Instructions to follow:
Please copy each of the following rows word for word, changing nothing.

Given records:
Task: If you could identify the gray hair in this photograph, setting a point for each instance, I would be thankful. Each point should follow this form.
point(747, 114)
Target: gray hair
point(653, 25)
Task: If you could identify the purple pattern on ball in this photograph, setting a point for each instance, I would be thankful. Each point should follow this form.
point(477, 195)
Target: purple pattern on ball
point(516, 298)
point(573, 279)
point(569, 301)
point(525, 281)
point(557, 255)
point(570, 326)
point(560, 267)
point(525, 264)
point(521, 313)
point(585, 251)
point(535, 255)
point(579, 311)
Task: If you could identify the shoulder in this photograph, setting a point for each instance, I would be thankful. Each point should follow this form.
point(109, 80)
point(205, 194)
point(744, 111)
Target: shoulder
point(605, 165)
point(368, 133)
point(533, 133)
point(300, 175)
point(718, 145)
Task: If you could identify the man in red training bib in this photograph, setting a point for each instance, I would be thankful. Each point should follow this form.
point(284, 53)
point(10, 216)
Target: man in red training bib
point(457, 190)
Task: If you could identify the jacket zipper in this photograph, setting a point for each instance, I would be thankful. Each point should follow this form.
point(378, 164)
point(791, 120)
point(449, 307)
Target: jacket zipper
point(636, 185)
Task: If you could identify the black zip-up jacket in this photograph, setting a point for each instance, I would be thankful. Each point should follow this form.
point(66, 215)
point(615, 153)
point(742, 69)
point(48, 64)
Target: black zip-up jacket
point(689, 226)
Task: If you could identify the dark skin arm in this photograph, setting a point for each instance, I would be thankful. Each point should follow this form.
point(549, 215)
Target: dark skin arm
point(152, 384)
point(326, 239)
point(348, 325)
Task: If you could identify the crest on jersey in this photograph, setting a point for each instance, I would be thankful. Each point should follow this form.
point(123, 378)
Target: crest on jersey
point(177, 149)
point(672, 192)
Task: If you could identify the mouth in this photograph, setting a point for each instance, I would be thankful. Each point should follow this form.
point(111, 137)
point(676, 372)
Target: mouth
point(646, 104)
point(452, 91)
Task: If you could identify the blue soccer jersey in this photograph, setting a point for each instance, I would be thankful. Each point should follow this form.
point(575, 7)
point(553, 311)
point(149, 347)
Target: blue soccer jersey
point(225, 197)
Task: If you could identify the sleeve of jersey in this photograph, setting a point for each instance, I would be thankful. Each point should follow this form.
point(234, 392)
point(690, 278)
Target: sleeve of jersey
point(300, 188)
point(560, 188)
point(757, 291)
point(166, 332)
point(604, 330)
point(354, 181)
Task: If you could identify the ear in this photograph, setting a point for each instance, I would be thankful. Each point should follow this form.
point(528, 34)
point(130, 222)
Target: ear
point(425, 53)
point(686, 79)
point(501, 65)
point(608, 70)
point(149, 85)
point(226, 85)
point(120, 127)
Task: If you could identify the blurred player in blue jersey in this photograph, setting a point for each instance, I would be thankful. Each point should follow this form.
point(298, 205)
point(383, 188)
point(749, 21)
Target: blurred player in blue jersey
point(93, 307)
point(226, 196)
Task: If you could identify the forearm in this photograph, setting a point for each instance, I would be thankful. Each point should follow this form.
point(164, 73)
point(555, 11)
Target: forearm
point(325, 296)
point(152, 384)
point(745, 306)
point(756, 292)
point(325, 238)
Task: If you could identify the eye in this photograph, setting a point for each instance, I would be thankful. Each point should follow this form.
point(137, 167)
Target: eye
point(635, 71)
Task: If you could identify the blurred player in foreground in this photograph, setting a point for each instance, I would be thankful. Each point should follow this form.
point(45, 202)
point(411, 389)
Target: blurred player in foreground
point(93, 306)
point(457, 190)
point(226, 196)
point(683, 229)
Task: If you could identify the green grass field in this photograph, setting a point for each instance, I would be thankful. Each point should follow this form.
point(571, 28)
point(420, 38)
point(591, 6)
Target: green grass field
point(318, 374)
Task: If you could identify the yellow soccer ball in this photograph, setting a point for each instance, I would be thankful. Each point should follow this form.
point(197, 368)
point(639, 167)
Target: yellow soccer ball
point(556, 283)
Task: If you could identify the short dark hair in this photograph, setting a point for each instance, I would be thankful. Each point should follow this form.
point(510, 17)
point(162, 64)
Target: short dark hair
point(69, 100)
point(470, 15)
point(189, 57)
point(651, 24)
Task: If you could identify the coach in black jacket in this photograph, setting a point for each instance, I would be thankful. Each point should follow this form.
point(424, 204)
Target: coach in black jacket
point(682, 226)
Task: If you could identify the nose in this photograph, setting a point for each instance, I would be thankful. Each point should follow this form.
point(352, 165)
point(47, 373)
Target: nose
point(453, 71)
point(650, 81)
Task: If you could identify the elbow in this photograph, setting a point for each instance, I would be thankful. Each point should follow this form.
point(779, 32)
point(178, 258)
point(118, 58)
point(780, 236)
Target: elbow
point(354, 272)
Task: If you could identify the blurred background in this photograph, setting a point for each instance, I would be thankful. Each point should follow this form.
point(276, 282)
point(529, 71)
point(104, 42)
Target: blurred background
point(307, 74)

Output below:
Task: If you could identify the gray hair in this photograph, setting a point for each instance, I would be thankful. Each point should follow this form.
point(747, 114)
Target: gray hair
point(653, 25)
Task: If you could identify the purple pattern on ball in this photograph, setting a point for each instance, I would be thankful. Each point should follow this form.
point(477, 195)
Target: purple pattern on ball
point(516, 298)
point(573, 279)
point(569, 301)
point(525, 281)
point(557, 255)
point(570, 326)
point(560, 267)
point(525, 264)
point(521, 313)
point(585, 251)
point(535, 255)
point(579, 311)
Task: If you could identify the shoulder in this photograph, setting a point for each instance, I would be thankful. Each point should follow this form.
point(109, 80)
point(205, 194)
point(744, 111)
Target: shoulder
point(605, 165)
point(368, 133)
point(533, 133)
point(300, 175)
point(718, 145)
Task: If you could identify the man in red training bib in this photograph, setting a point for each instance, I would be thankful. Each point should follow this form.
point(284, 53)
point(10, 216)
Target: man in red training bib
point(457, 190)
Task: If you could identify the jacket zipper in this photograph, setting a point for each instance, I would be thankful. Each point should follow this form.
point(378, 164)
point(791, 120)
point(449, 307)
Target: jacket zipper
point(636, 185)
Task: If you could identify the black zip-up jacket in this photograph, setting a point for each instance, I would be thankful. Each point should follow this form.
point(66, 215)
point(615, 153)
point(742, 69)
point(48, 64)
Target: black zip-up jacket
point(689, 226)
Task: If you could identify the dark skin arm in this photograph, setting a point for each instance, I would be thankful. Each point should follow this form.
point(549, 215)
Target: dark skin arm
point(152, 384)
point(326, 239)
point(348, 325)
Task: If you could identify the crest on jersey in this photograph, setting a point for each instance, I would be thankful. Each point should follow this form.
point(123, 378)
Target: crest on jersey
point(177, 149)
point(672, 192)
Task: If you could identify the mouth in this photograph, setting a point for each instance, I would be thankful. Each point should follow this form.
point(111, 137)
point(676, 372)
Target: mouth
point(646, 104)
point(452, 91)
Task: If you could identify the blue soccer jersey in this photograph, setting a point for each instance, I would be thankful. Each point should follow this form.
point(575, 7)
point(553, 311)
point(149, 347)
Target: blue soccer jersey
point(225, 197)
Task: If you could identify the sleeve of jersey in this photograph, setting a point for each instance, I would be thankful. Each point should follow this form.
point(234, 392)
point(690, 278)
Target: sleeve of jersey
point(300, 188)
point(560, 188)
point(757, 291)
point(166, 332)
point(604, 330)
point(354, 181)
Task: If you could identify the ear in this photograph, setting a point for each instance, I would be thankful. Each point should follow this form.
point(528, 34)
point(130, 222)
Target: ear
point(425, 53)
point(686, 79)
point(501, 65)
point(608, 70)
point(149, 85)
point(226, 85)
point(120, 127)
Task: If you could identify the blurred player in blue jersey in this photograph, setting a point for each instance, I would be thankful. Each point should follow this form.
point(298, 205)
point(383, 188)
point(749, 21)
Target: blurred player in blue jersey
point(93, 307)
point(226, 196)
Task: If you could identify the forearm in this photograph, setting a point for each instance, I would be thankful. Each point should follow this form.
point(164, 73)
point(555, 11)
Target: forearm
point(325, 296)
point(152, 384)
point(745, 306)
point(756, 292)
point(325, 238)
Task: If you could identify the eye in this photograph, setting a point for each instance, I would be thankful. Each point should follow this form.
point(137, 167)
Target: eye
point(635, 71)
Task: If you could identify the blurred player in foreground in this photograph, setting a point for each instance, I would be thankful. Each point should follow this form.
point(45, 202)
point(411, 389)
Target: blurred player in foreground
point(93, 306)
point(457, 190)
point(226, 196)
point(683, 229)
Task: If you could identify the green grass field in this photograph, setting a point for each instance, I would be thankful. Each point should follow this form.
point(571, 28)
point(420, 38)
point(591, 6)
Target: green grass field
point(318, 374)
Task: If you could identify the yellow soccer ball in this photograph, setting a point for each instance, I would be thankful. Each point should follow this form.
point(197, 368)
point(639, 167)
Target: yellow soccer ball
point(556, 283)
Task: If you could identify the short dark hair in this photograph, setting a point for each instance, I would be thankful. Each point should follow this form.
point(510, 17)
point(162, 64)
Target: short dark hair
point(69, 100)
point(470, 15)
point(189, 57)
point(651, 24)
Task: If you could identify the coach in black jacket in this photograph, setting a point for each instance, I would be thankful. Each point should follow this form.
point(424, 204)
Target: coach in black jacket
point(682, 226)
Task: If you could identify the nose in this photograph, setting a point for each instance, I would be thankful. Each point should follow this form.
point(352, 165)
point(47, 373)
Target: nose
point(453, 71)
point(650, 81)
Task: If you could identify the elbow in this photograph, setting a point for each instance, I would be thankful. Each point should follow this form.
point(779, 32)
point(178, 258)
point(118, 58)
point(780, 236)
Target: elbow
point(354, 272)
Task: If you could identify the blurred background in this photograph, setting a point for each instance, I would be thankful. Each point should follow this form.
point(276, 282)
point(529, 71)
point(104, 42)
Target: blurred background
point(307, 74)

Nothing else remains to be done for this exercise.